### WHAT THIS TASK INVOLVES:
Return the records word for word. Any pictures in them are not part of the copy.

### DATA SUPPLIED:
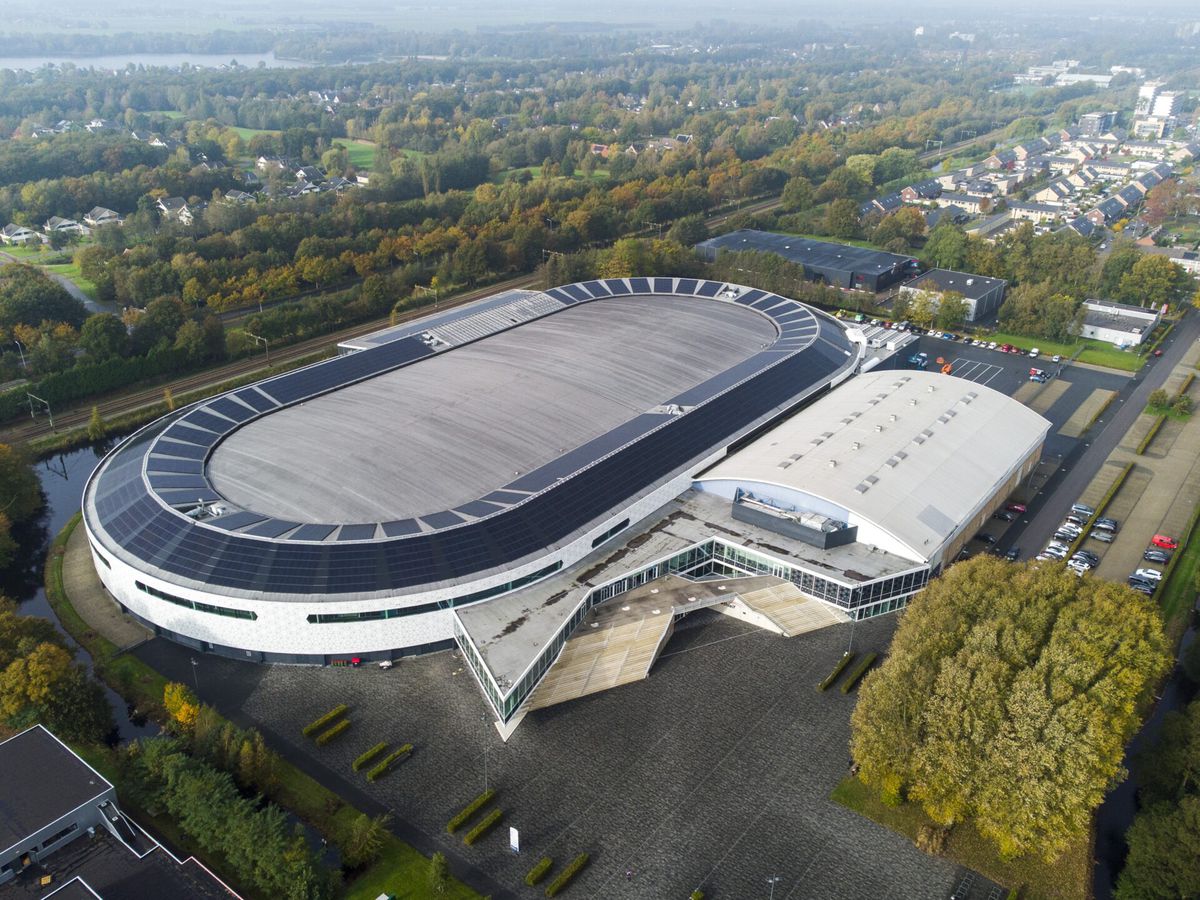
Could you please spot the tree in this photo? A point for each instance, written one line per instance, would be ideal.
(439, 874)
(1007, 700)
(103, 336)
(1153, 281)
(797, 195)
(96, 427)
(946, 247)
(181, 706)
(841, 219)
(365, 840)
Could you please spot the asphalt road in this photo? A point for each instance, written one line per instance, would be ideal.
(1078, 468)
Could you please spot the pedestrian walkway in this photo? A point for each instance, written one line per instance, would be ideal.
(91, 600)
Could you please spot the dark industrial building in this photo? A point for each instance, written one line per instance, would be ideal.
(983, 295)
(839, 264)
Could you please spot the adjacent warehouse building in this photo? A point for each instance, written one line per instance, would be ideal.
(983, 295)
(839, 264)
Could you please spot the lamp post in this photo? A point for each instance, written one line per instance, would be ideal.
(267, 346)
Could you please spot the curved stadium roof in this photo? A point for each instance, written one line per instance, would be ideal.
(437, 459)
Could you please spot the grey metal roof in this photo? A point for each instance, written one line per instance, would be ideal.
(42, 783)
(436, 436)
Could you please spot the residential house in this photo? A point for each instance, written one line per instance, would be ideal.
(310, 173)
(1035, 211)
(946, 214)
(175, 209)
(99, 215)
(57, 225)
(975, 205)
(1059, 191)
(18, 235)
(1107, 211)
(919, 191)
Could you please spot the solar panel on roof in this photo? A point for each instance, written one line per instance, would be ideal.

### ANSWER TO THIS PROBLEM:
Could you please spot the tree in this photo? A point for each instance, written one line per instance, would be ideal.
(439, 874)
(1007, 700)
(103, 336)
(1153, 281)
(797, 195)
(96, 427)
(946, 247)
(181, 706)
(841, 219)
(365, 840)
Could you please spot the asphalt road in this photo? A point for each instance, written one line per instance, would be ideal.
(1078, 468)
Could you please spot the pedestrian walkway in this photo? A point for each instance, written one line per instance, would be ideal.
(91, 600)
Could you please spot the dark industrial building in this photo? A point for each instance, written one line per instance, would be ideal.
(983, 295)
(839, 264)
Could you please spot the adjacent warehouse building in this photo? A point for each instance, written one line per instance, would be ideal.
(983, 295)
(839, 264)
Could you please spot the lamp post in this photo? A point for each instance, written one line per instance, would be ideal.
(267, 346)
Could you please spot the curved stadium roof in this photo? A point for each instance, written one line per instance, would be ideal.
(437, 459)
Could you please spot the grey metal roof in this photo? A point for each instance, written one line per instance, would be ideal.
(42, 783)
(436, 436)
Could you please spot the residential house in this photo? A point for each instance, written one line per instance, would be ideal.
(310, 173)
(1035, 211)
(946, 214)
(175, 209)
(99, 215)
(57, 225)
(975, 205)
(1059, 191)
(18, 235)
(1107, 211)
(919, 191)
Could you please spot the solar panel on roof in this photo? A point for each instance, written one line per instance, would be ideal.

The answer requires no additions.